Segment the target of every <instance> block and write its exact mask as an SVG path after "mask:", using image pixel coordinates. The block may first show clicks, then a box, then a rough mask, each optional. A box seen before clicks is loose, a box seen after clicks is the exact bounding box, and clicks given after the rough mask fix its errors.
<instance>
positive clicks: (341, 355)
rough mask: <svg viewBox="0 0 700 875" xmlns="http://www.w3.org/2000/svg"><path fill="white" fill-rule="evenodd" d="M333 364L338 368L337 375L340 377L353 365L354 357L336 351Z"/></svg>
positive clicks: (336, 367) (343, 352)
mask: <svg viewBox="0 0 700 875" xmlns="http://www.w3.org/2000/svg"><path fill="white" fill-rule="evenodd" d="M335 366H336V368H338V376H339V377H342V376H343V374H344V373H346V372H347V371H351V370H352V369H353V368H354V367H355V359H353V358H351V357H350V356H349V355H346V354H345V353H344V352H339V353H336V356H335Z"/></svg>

┄┄┄┄┄┄┄┄┄┄

Output the whole listing again, keeping every line identical.

Output of the task:
Segment the target of every <instance> block and write its exact mask as an SVG path after "mask:", using image pixel coordinates. The block may first show clicks, then a box, then a rough mask, each optional. A box seen before clicks is loose, a box seen after clicks is the exact bounding box, and clicks given after the rough mask fix its errors.
<instance>
positive clicks: (341, 355)
rough mask: <svg viewBox="0 0 700 875" xmlns="http://www.w3.org/2000/svg"><path fill="white" fill-rule="evenodd" d="M333 364L338 368L337 375L340 377L353 365L354 357L336 351Z"/></svg>
positive clicks: (336, 367) (343, 352)
mask: <svg viewBox="0 0 700 875" xmlns="http://www.w3.org/2000/svg"><path fill="white" fill-rule="evenodd" d="M335 366H336V368H338V376H339V377H342V376H343V374H344V373H346V372H347V371H351V370H352V369H353V368H354V367H355V359H353V358H351V357H350V356H349V355H346V354H345V353H344V352H339V353H336V356H335Z"/></svg>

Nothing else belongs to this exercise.